TASK REQUIREMENTS: Write out nothing except the lines of the entries below, from the first through the one containing "Target: light sneaker", exactly and without pictures.

(Natural-language object grounding data)
#####

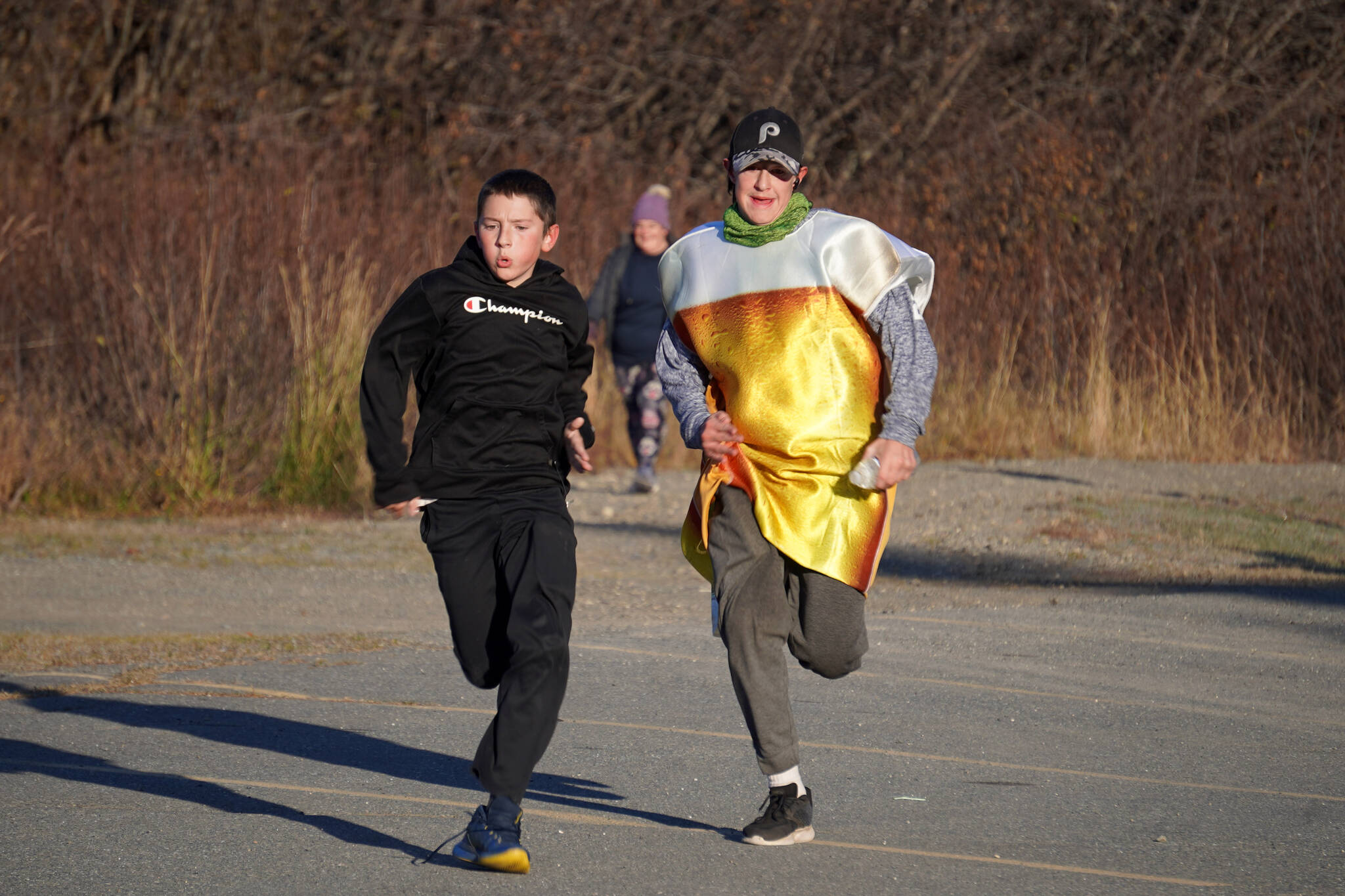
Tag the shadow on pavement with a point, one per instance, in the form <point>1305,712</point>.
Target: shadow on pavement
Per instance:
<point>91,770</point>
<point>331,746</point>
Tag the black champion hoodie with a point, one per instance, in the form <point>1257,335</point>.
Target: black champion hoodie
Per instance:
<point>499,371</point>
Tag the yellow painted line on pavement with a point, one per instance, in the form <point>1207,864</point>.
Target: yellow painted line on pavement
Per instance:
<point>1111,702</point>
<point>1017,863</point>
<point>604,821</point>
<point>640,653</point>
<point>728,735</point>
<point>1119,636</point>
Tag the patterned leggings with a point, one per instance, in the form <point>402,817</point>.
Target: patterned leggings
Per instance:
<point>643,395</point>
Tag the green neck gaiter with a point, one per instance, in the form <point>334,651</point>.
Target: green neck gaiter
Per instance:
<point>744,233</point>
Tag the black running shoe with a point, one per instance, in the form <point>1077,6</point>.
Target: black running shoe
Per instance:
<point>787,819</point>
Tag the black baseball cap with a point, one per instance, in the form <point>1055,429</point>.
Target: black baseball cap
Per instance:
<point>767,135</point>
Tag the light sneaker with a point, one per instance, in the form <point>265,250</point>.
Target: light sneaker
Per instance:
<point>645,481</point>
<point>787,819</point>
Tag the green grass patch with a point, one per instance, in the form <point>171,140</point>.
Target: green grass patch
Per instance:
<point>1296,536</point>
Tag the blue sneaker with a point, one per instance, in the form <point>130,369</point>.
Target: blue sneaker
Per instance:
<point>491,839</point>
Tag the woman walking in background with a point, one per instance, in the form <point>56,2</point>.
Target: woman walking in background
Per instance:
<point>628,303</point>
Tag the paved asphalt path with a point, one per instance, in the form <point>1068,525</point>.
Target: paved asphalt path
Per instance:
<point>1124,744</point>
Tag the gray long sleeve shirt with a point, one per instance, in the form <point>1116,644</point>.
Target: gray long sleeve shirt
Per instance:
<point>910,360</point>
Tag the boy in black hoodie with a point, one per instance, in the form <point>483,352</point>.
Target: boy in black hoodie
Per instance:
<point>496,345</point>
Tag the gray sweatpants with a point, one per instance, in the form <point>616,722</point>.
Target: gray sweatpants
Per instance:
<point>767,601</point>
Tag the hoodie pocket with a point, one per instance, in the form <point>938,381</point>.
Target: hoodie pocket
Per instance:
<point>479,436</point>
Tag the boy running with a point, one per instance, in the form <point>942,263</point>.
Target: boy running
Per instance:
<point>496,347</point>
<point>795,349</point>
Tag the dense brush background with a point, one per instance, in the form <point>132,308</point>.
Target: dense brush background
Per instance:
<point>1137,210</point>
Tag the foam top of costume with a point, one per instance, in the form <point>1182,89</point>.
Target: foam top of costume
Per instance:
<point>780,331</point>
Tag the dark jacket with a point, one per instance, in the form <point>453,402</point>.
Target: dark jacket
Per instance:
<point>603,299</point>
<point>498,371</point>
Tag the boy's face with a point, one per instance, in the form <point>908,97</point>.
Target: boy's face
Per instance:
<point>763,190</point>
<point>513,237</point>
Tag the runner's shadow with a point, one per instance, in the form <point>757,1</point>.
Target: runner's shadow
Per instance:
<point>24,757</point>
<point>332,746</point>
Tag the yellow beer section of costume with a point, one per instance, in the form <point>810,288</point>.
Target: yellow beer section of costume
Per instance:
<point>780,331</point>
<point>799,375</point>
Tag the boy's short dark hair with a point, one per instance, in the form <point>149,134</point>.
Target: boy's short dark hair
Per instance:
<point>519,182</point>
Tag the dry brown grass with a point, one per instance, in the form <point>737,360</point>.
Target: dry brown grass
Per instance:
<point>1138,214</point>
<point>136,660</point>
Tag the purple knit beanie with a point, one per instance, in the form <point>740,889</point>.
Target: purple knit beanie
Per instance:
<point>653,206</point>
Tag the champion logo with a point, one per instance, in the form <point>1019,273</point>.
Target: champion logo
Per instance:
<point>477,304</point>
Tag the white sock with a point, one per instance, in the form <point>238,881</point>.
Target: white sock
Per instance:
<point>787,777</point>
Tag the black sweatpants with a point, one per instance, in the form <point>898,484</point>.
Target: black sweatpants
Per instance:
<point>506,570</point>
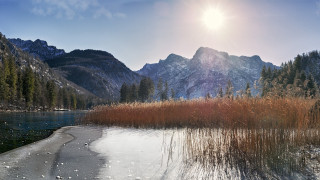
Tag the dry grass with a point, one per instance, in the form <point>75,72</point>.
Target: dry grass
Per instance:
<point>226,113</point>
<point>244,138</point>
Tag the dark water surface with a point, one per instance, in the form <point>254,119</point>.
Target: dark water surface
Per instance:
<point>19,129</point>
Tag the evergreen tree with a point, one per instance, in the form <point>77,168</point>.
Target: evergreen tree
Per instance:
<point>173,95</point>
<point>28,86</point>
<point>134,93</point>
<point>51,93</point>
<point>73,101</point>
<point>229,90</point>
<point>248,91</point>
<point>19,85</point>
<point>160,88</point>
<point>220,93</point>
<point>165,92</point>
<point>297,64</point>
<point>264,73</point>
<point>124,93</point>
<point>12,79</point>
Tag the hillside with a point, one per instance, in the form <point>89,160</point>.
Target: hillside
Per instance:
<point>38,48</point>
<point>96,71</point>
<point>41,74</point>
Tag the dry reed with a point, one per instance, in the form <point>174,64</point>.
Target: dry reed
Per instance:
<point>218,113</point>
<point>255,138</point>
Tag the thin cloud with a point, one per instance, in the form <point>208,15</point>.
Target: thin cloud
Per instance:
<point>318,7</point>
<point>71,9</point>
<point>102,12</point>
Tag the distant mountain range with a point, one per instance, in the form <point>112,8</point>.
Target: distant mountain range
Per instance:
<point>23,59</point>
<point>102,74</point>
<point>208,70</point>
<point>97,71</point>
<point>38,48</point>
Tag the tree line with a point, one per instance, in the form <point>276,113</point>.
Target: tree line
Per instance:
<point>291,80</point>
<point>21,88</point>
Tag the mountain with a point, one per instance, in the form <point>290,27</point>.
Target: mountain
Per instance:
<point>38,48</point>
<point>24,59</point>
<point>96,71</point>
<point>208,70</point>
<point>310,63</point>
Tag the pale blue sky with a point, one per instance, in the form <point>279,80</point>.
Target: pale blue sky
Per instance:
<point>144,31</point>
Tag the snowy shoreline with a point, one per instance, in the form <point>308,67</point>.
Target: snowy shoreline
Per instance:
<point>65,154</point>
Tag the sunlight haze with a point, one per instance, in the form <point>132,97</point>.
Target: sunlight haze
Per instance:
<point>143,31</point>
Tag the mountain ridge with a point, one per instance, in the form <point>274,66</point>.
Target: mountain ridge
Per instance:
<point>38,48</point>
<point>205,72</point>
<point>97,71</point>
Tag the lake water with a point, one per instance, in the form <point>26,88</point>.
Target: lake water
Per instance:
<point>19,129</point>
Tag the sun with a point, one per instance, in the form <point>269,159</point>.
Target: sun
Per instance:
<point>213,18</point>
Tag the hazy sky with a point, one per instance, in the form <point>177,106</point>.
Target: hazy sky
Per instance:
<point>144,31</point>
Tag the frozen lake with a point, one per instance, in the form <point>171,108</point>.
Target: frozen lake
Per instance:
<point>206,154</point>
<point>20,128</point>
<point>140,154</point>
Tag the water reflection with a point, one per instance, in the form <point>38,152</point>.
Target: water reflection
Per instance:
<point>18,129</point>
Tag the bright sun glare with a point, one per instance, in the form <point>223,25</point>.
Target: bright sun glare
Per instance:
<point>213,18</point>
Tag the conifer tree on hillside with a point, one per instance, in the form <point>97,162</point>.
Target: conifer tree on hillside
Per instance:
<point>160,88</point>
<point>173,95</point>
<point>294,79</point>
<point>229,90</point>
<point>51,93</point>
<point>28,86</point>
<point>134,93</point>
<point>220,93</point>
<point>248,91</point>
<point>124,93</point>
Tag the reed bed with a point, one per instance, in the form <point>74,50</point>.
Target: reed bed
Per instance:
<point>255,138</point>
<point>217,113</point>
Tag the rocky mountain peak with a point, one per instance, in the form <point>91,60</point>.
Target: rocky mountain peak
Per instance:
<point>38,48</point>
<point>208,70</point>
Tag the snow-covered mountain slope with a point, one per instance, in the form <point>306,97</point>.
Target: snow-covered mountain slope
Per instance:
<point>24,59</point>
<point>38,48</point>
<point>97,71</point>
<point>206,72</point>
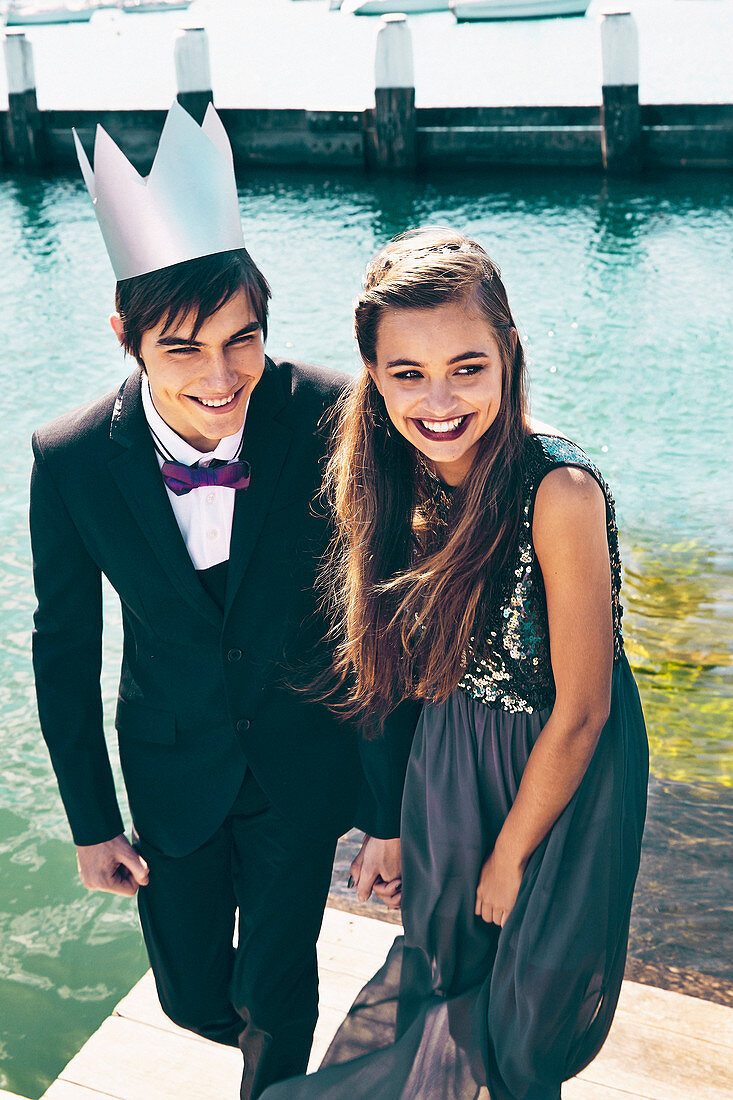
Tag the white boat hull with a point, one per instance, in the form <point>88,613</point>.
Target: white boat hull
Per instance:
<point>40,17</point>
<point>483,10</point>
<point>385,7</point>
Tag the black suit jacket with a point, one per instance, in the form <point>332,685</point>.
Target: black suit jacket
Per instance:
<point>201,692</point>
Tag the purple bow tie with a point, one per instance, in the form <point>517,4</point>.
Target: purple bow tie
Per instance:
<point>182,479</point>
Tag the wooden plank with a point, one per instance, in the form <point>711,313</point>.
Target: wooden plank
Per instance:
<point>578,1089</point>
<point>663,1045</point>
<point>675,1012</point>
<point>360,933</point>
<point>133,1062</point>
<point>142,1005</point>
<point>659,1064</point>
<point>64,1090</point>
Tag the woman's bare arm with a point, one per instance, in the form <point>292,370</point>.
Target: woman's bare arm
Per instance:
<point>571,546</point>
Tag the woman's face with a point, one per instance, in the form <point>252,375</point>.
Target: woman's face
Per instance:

#####

TASK OUTPUT:
Tag the shadow on pavement with a point, one per instance, in the form <point>1305,712</point>.
Target: shadow on pavement
Per instance:
<point>91,770</point>
<point>331,746</point>
Tag the black champion hoodie with a point, one per instance, in the form <point>1257,335</point>.
Target: black champion hoodie
Per instance:
<point>499,371</point>
Tag the yellow painted line on pavement with a point, one per instance, in the form <point>1207,864</point>.
Target: yellow painted line on pavement
Per instance:
<point>1111,702</point>
<point>1017,863</point>
<point>604,821</point>
<point>640,653</point>
<point>728,735</point>
<point>1119,636</point>
Tag the patterned leggings with a point, one per instance, in the form <point>402,817</point>.
Target: patterned leggings
Per instance:
<point>643,395</point>
Tag the green neck gaiter with a point, one per instance, in the form <point>334,651</point>.
Target: green neck gaiter
Per instance:
<point>744,233</point>
Tag the black running shoe with a point, one per instance, in the form <point>1077,6</point>.
Target: black running shoe
Per instance:
<point>787,819</point>
Tag the black baseball cap with a point, one per instance, in the form <point>1055,429</point>.
Target: black baseball cap
Per instance:
<point>767,135</point>
Tag the light sneaker with a point, one per instance, in the form <point>265,250</point>.
Target: light sneaker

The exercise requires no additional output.